>> begin
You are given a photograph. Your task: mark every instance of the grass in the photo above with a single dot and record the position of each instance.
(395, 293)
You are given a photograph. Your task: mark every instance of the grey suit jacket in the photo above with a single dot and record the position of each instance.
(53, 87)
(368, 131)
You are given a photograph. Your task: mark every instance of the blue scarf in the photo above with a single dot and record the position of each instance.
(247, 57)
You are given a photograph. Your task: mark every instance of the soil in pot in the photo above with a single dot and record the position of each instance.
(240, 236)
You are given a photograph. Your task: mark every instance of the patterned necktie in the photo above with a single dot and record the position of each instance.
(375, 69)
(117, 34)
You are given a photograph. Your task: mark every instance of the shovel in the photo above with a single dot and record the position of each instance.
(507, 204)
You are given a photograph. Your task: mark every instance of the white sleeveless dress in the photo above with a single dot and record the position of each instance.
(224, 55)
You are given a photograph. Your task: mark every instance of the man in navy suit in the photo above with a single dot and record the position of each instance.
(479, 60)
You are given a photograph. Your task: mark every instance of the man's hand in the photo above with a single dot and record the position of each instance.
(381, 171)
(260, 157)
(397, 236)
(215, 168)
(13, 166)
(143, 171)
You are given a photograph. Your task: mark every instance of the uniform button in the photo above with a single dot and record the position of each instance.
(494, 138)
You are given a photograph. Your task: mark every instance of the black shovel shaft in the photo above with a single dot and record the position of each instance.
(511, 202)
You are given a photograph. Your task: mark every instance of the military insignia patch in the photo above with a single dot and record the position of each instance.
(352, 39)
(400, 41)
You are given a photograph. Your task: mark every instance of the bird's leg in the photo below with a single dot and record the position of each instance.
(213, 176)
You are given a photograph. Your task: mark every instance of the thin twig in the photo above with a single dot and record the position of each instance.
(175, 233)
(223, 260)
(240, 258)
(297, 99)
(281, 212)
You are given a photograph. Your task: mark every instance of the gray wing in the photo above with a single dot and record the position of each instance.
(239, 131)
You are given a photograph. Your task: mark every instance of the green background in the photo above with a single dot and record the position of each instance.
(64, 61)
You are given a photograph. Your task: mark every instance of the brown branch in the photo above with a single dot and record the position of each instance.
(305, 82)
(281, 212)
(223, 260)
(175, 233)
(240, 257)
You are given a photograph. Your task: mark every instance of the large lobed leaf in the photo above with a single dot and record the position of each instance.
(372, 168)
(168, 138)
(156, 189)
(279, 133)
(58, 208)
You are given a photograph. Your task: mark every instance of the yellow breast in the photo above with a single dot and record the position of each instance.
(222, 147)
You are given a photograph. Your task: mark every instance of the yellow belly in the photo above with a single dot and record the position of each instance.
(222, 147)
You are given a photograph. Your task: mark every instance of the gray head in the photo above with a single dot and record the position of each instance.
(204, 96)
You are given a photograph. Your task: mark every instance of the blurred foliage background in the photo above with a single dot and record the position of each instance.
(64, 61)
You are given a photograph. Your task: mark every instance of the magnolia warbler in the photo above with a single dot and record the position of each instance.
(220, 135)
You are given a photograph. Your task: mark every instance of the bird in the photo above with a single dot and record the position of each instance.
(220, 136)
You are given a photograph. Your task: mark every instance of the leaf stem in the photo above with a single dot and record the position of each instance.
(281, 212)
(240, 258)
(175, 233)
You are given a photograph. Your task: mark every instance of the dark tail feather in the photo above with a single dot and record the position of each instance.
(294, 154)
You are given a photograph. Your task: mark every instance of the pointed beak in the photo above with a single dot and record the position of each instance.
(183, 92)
>> end
Transcribe every record above exactly as it appears.

Exercise output:
You are given a photograph. Your task: mark every instance of the grass in the photo above with a single dot and record the position of each instance.
(395, 293)
You are given a photograph. Your task: mark every instance of the grey suit jacket in the photo above with a single dot and record the position of each instance.
(53, 87)
(368, 131)
You are given a photograph. Your task: mark every instance of the blue scarf in the photo above with a single dot and record the position of each instance.
(247, 57)
You are given a photograph. Your task: mark every instance of the soil in pot in the photo above with a single dot and record the position of each instance.
(240, 236)
You are given a photograph. Your task: mark every instance of the patterned necktie in the photo above with a single dot and record the position of each instance.
(375, 69)
(117, 34)
You are given a photograph. Your task: mark every instance of the shovel in the photo above with a single dot and record the position of each instance.
(507, 204)
You are given a photograph. Your task: mark every instance of the white sleeveless dress in the photo above with a single dot and record the position of each instance.
(224, 55)
You are given a photograph. Your task: mark every instance of the man in navy suit in the photo above with a single dot and record the position of each instance.
(479, 60)
You are given a photograph. Your task: mark every instance of the man's hand in the photo above with a single dot and record the position of each instance.
(381, 171)
(260, 157)
(397, 236)
(215, 168)
(13, 166)
(143, 171)
You are given a photograph. Your task: mark every instance of the uniform button in the photo above with a single dot and record the position of each instance.
(494, 138)
You are given a photograph. Your task: mark every instance of the black shovel shaft in the photo above with a single dot and record the position of each instance.
(511, 202)
You are given a photograph. Your task: mark every instance of the military insignia patch in the photo above with a single dot and record the position of each instance.
(352, 39)
(400, 41)
You are given a photograph. Your task: mark every instance of the bird's leg in the photo below with a single dot and record the position of each instance.
(213, 176)
You are given a photograph. Your task: mark every instance of the thin twig in the photo above with a single dot and record the position of each instance.
(175, 233)
(223, 260)
(240, 258)
(297, 99)
(281, 212)
You are given a photograph. Your task: mark every instance of the gray wing in the photo above with a single dot and record the position of each instance.
(239, 131)
You are given a photograph. Your task: mark every instance of the green background in the photo above with a single dot and record the position of each instance.
(64, 61)
You are given a photograph. Your task: mark every instance of the brown branch in the photo above with a single dot and record the position of each instance.
(305, 82)
(281, 212)
(223, 260)
(175, 233)
(240, 257)
You are given a photograph. Your task: mark every instance of the large lobed leaf in the photo above with a single dot and record the position of each instance.
(372, 168)
(168, 138)
(156, 189)
(279, 133)
(58, 208)
You are given a photograph. Your task: mark every instance of the yellow breast in the photo above with a single dot and record the position of each instance.
(222, 147)
You are given a photograph. Your task: mark every instance of the yellow belly in the photo above with a single dot and record the position of each instance.
(222, 147)
You are given a photograph. Your task: mark every instance of the gray head in the photo above with a single dot and record the position of each instance.
(204, 96)
You are given a photograph. Your task: mark every instance of the blurred foliage background in the photo above with a single dot and record the position of each instance.
(64, 61)
You are given a photograph. Your task: mark every instance of the magnolia warbler in the photo above with a single dot and record the position of each instance.
(220, 135)
You are given a photograph. Your task: mark every instance of the bird in the photo above with a single dot and record the position of each instance.
(220, 136)
You are given a photograph. Your task: mark every instance of the leaf stem in the photo above with a single dot and record the position of each instance.
(281, 212)
(240, 258)
(175, 233)
You are given a photograph. Your task: mark every instance of the dark tail feather in the photo above with a single dot and record the position of each instance.
(294, 154)
You are given a photograph. Your task: mark every instance of the pointed beak in the photo above with a single dot and record the position of each instance.
(183, 92)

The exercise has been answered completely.